* _Activity_:
A word-for-word copy of the listing is what's needed; leave out every image.
━━━━━━━━━━━━━━━━━━━━
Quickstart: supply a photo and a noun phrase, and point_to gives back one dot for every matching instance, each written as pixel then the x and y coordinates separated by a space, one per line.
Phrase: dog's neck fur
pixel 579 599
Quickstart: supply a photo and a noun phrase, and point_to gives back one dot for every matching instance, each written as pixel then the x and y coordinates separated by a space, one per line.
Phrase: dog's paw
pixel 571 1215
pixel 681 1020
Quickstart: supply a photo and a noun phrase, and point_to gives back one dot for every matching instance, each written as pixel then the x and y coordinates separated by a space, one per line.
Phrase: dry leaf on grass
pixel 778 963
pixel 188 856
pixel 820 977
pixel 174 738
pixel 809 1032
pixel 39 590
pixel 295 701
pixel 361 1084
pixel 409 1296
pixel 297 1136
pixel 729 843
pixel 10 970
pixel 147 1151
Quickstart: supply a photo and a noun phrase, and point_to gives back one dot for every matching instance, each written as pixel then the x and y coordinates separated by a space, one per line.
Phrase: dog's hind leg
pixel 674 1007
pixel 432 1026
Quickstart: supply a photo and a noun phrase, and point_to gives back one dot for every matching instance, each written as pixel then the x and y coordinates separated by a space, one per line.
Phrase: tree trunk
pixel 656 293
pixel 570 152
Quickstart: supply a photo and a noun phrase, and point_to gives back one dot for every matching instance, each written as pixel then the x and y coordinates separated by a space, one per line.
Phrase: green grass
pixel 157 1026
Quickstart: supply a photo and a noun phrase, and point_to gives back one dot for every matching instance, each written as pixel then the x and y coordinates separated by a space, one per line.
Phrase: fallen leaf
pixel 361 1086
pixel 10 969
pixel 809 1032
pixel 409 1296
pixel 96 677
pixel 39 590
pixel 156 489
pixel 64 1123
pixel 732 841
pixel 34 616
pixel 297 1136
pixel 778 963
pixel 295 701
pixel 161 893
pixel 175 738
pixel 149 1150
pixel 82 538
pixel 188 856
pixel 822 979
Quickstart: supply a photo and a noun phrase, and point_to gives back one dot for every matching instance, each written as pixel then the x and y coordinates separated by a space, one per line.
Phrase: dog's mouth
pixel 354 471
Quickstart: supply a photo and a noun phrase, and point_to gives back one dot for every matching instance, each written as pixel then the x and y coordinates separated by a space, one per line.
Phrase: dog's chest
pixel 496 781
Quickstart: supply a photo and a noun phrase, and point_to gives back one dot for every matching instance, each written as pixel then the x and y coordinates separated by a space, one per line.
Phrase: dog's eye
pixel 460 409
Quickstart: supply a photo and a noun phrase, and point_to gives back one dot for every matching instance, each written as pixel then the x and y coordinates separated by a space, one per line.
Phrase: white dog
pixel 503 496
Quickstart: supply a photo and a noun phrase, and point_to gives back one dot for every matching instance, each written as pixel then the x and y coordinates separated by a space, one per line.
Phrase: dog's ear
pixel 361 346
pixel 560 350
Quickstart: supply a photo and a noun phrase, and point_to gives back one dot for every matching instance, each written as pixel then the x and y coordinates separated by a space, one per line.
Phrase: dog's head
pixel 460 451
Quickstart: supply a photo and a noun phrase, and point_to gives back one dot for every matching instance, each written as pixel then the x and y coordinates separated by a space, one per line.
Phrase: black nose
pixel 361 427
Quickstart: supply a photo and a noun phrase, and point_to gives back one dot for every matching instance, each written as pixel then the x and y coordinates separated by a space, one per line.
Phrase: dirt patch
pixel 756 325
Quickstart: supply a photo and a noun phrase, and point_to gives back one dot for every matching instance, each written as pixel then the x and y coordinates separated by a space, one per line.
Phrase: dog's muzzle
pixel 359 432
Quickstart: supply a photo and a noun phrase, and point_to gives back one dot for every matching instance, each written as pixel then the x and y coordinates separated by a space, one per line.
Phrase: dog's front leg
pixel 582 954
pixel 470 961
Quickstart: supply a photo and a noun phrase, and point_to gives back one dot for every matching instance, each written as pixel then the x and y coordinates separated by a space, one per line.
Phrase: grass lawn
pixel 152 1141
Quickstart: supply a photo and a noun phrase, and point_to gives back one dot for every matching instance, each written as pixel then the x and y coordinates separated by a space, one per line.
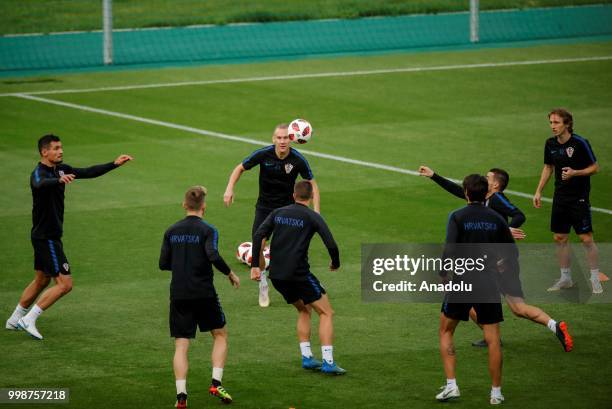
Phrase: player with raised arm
pixel 572 160
pixel 48 183
pixel 189 250
pixel 279 165
pixel 292 228
pixel 474 224
pixel 510 283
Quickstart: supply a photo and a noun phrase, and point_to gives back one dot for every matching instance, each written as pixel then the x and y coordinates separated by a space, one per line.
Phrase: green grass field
pixel 35 16
pixel 108 340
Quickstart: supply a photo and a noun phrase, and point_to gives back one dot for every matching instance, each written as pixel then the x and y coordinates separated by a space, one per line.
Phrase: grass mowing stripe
pixel 250 141
pixel 316 75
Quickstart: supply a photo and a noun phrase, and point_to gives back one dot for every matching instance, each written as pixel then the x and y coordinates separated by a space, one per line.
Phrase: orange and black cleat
pixel 564 337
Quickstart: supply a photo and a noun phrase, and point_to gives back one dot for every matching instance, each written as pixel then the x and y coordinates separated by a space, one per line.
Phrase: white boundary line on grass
pixel 249 141
pixel 316 75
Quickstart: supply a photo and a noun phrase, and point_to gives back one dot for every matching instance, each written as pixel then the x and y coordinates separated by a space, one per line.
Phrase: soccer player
pixel 292 228
pixel 279 166
pixel 510 283
pixel 498 181
pixel 48 183
pixel 189 250
pixel 572 160
pixel 474 223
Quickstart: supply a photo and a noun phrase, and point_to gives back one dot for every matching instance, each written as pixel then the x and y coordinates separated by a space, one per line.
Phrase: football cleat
pixel 332 369
pixel 597 288
pixel 221 393
pixel 448 393
pixel 310 363
pixel 181 401
pixel 13 325
pixel 496 400
pixel 564 337
pixel 30 328
pixel 560 284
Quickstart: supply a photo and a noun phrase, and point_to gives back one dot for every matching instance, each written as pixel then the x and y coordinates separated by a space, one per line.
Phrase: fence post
pixel 474 23
pixel 107 15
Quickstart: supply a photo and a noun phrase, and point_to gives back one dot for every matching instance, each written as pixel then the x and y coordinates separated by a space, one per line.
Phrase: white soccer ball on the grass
pixel 300 131
pixel 242 250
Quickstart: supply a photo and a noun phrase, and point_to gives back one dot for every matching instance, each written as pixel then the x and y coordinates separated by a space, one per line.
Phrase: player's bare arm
pixel 316 197
pixel 255 273
pixel 547 171
pixel 568 173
━━━━━━━━━━━━━━━━━━━━
* _Answer section_:
Quickstart: supply a photo and a noun phrase, and point_to gives back one dot for every matching instance, each written as pixel then the x and y coordinates separated by a space, one per line.
Phrase: dog's neck fur
pixel 579 599
Quickstart: supply a photo and a noun phrase, and point_to gives back one dot for every matching instance, each written as pixel then the x and y coordinates separated by a space, one per line.
Phrase: dog's paw
pixel 571 1215
pixel 681 1020
Quickstart: supply a photo and a noun phrase, and point_to gives back one dot for every matching instance, each written as pixel then the x and y coordinates separated by a space, one per line.
Phrase: dry leaf on grass
pixel 778 963
pixel 188 856
pixel 820 977
pixel 174 738
pixel 809 1032
pixel 39 590
pixel 295 701
pixel 361 1084
pixel 409 1296
pixel 297 1136
pixel 729 843
pixel 10 970
pixel 147 1151
Quickstart: supply a photo and a noun phrase, and point_to gives back one dot for every matching instance, each written as pixel then the x and y coordinates separated by a space, one per line.
Phrase: dog's hind leg
pixel 674 1007
pixel 432 1026
Quickstart: supply a photo and a noun phrase, and point_to gives back one dot for every matching instance, each written as pixel then the x and y coordinates separated by a space, one per line.
Phrase: tree trunk
pixel 656 293
pixel 570 152
Quickstart: supply a photo and a noun phrase, and point_to gives back one dot for every matching instance, each written as pixel then the x and y coordinates separated by a space, one per line.
Phrase: green grass
pixel 157 1026
Quickstart: supply a photo and a noun phrase, and point_to gives back one dot for every matching instance, each written as pixel then the x and y coordinates separated by a space, one per line.
Phrase: fallen leaf
pixel 361 1086
pixel 10 969
pixel 809 1032
pixel 409 1296
pixel 96 677
pixel 39 590
pixel 156 489
pixel 64 1123
pixel 732 841
pixel 34 616
pixel 297 1136
pixel 778 963
pixel 295 701
pixel 161 893
pixel 175 738
pixel 149 1150
pixel 82 538
pixel 188 856
pixel 822 979
Quickstart: supply a photo and a noun phrase, and point_to gives back one dot for every matching instance, each written as pixel then the x and y coordinates separated by a space, one per line.
Phrase: dog's mouth
pixel 354 471
Quickstart: supply a photo and a noun phrase, and point_to gives back one dot for every matching instance, each written as pixel then the x and y coordinates separated by a space, one per line.
Phrase: dog's chest
pixel 496 781
Quickstart: supply a photo and a noun phrase, and point_to gives back one dot for every matching instance, each written as pixel then the x and y coordinates separated by a space, one per line.
Phrase: dog's eye
pixel 460 409
Quickstart: supply a photo and a noun phrase, and point_to gives back one dot for every matching instance, each written as pixel then the x and y coordinates separated by a space, one per line.
Phrase: white dog
pixel 503 496
Quickstart: supply a photo and a noun phrase, and point_to gives back one dot for every matching instance, each written as pixel then the x and y coordinates separated by a space, one per line.
Phrase: dog's ear
pixel 361 346
pixel 560 350
Quickstart: supply a photo and a noun phrase, and point_to gives back one dot for every matching instance, each written as pixel then the x and y coordinates separated by a space, one per line.
Phrase: dog's head
pixel 460 451
Quickstart: supply a photo and a noun phrase, and point_to gives back one dot for every matching instance, each written as pixel then the x and y coordinates separated by a space, one per line.
Phrase: black nose
pixel 361 427
Quickstart: supply a photo and a noun phrase, and point_to gives back one dot for every matching instance, each written as pixel then the x and y coordinates separated by a space, one per line.
Phrase: dirt patch
pixel 756 325
Quickstart: supply a photo and a noun phrase, and point_to gives back one dot for every matching instance, each written as pixel then the x and y coordinates separated by a space, one per line.
Phrase: dog's muzzle
pixel 359 432
Quickstart: supply a photo and a noun phrase, and point_to gives back one dot for every matching instance, each written as pixel then the x and y coordinates separated by a space, one per line.
Phrase: dog's front leg
pixel 582 954
pixel 470 961
Quickstart: supply a photo and a noun phrase, and point_to gives back one dot for every matching instance, each written as pixel then the x and y coordinates separated by a space, one per line.
Phrase: grass lawn
pixel 152 1141
Quickstart: supply a photo and a noun phrase, and point_to gives back one dot for every matching instance, each written as pixel then the x and y coordinates separated by a space, one per line.
Phrase: player with raised arm
pixel 572 160
pixel 48 183
pixel 189 250
pixel 279 165
pixel 292 228
pixel 474 224
pixel 510 283
Quickstart: supply a photo and a noun phrase, and point_to gives back one dot for every matching instance, each written as pixel then the x and y coordinates separated by a space, one per line.
Phrase: green grass field
pixel 35 16
pixel 108 340
Quickstart: supply a photo and a noun phrase, and point_to gives back one dot for every matching instance, each written as pixel then the x and y coordinates separated by a space, one per line.
Phrase: grass mowing stripe
pixel 250 141
pixel 316 75
Quickstart: supply a photo and a noun phrase, and point_to gives back one dot for every matching instance, each written as pixel then the x and y coordinates separated by a space, one per line.
Phrase: orange and black cleat
pixel 564 337
Quickstart: supply a photo and a noun phrase, and point_to gives back one dot for every matching instance, each written as pixel then the x and y coordinates separated by a space, one per line.
Phrase: white boundary line on grass
pixel 249 141
pixel 316 75
Quickstart: supply a photo and a noun phrase, and point_to gives back one dot for every matching instance, each written as pixel then the x and y coordinates separated by a space, one per line.
Phrase: soccer player
pixel 292 228
pixel 279 166
pixel 510 283
pixel 498 181
pixel 48 183
pixel 189 250
pixel 572 160
pixel 474 223
Quickstart: supply a photo and a noun phrase, and point_to gives back one dot for every matching instance, each written as pixel then the x and y coordinates separated by a space, one per line.
Phrase: football cleat
pixel 332 369
pixel 597 288
pixel 221 393
pixel 448 393
pixel 310 363
pixel 181 401
pixel 13 325
pixel 496 400
pixel 564 337
pixel 30 328
pixel 560 284
Quickstart: supply a photo and a noun phrase, and point_to gives back one dot for every matching instance, each written as pixel then the x and y coordinates separated by a space, one per line.
Phrase: fence post
pixel 474 23
pixel 107 15
Quickstart: supply a photo and a noun phrase, and point_to gives back one dot for every matching instance, each written as pixel then the x and y coordinates separated by a space, one per line.
Phrase: white soccer ball on the grass
pixel 300 131
pixel 242 250
Quickstart: supply a photo and a noun phrase, and point_to gives back one dot for every matching instance, each written as pixel then the x and y coordinates separated by a space, one per line.
Phrase: player's bare arm
pixel 316 197
pixel 255 273
pixel 547 171
pixel 568 173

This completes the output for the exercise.